§ **TASK DIRECTIONS**
Drop the pictures and repeat the remaining data exactly.

--

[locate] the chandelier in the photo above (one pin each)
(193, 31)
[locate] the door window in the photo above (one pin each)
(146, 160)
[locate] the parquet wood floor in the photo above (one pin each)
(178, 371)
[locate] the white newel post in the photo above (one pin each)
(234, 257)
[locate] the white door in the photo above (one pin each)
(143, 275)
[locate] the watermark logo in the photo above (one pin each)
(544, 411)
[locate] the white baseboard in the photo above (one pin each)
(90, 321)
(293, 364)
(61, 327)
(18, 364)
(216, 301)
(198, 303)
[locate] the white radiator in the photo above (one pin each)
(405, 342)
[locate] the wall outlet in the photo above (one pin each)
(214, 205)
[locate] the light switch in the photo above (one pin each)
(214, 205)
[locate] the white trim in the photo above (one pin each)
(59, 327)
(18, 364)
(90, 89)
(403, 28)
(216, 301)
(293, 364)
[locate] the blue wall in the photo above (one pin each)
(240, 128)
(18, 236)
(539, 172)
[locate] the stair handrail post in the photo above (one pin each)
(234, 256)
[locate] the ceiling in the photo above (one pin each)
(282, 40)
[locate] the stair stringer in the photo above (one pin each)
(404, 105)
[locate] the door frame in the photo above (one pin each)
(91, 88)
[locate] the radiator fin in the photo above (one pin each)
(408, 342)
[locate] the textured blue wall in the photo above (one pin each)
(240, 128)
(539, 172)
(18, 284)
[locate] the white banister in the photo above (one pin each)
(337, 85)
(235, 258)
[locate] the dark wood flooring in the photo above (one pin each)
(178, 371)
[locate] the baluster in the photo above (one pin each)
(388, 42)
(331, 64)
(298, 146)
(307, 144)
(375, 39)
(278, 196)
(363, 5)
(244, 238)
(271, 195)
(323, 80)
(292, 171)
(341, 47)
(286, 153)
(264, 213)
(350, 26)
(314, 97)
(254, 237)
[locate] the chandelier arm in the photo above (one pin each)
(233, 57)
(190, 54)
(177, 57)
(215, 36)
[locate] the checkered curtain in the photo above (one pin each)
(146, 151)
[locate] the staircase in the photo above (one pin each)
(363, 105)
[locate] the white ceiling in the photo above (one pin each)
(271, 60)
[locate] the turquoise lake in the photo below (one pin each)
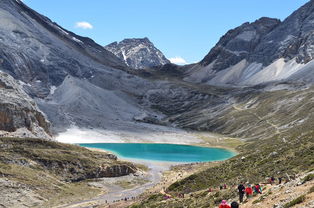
(164, 152)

--

§ **ANSWER SPACE**
[locate] the chandelier in the photo above (one pin each)
(193, 31)
[locate] the door window in the photo above (one pin each)
(146, 160)
[locate] the parquet wood floor in the photo above (one pin each)
(178, 371)
[locate] the white newel post in the photo above (one pin each)
(234, 257)
[locate] the white door in the photo above (one pin each)
(143, 275)
[locate] the watermark logo in the photo above (one pin each)
(544, 411)
[locate] the white baseboard in the photo above (one pin each)
(90, 321)
(293, 364)
(61, 327)
(18, 364)
(216, 301)
(198, 303)
[locate] the white radiator in the photo above (one pin each)
(405, 342)
[locate] the wall outlet in the photo above (one pin each)
(214, 205)
[locate] the light switch in the photo above (one pin each)
(214, 205)
[locate] the white trim in the photo above (one pin each)
(59, 327)
(18, 364)
(90, 89)
(403, 28)
(216, 301)
(293, 364)
[locate] the blue wall in the photo above (one pin each)
(240, 128)
(18, 236)
(539, 172)
[locate] the stair handrail post in the photo above (one pin each)
(234, 256)
[locate] the ceiling in the photo above (one pin each)
(282, 40)
[locate] the stair stringer in the photo above (one pin each)
(404, 105)
[locate] the door frame in the photo above (one pin each)
(91, 88)
[locate] the radiator fin in the photo above (one pin each)
(408, 342)
[locate] the textured blue wall in the photo above (one pin each)
(240, 128)
(539, 172)
(18, 284)
[locate] the white banister in the photo above (one pin each)
(337, 85)
(235, 258)
[locate] the dark wood flooring in the photo above (one pin each)
(178, 371)
[locate] the baluster in the photo above (one pin each)
(388, 42)
(331, 64)
(298, 146)
(307, 144)
(375, 39)
(278, 196)
(363, 5)
(244, 238)
(271, 195)
(323, 80)
(292, 171)
(341, 47)
(286, 153)
(264, 213)
(350, 26)
(314, 97)
(254, 237)
[locate] the chandelier arm in the photo above (one pin each)
(233, 57)
(190, 54)
(177, 57)
(215, 36)
[locate] the checkered curtain in the photo above (one pin each)
(146, 151)
[locate] the staircase in the photo above (one pin each)
(363, 105)
[locate] the white ceiling in the photo above (one pin each)
(271, 60)
[locate] the turquoise lake in the photo below (one pin each)
(164, 152)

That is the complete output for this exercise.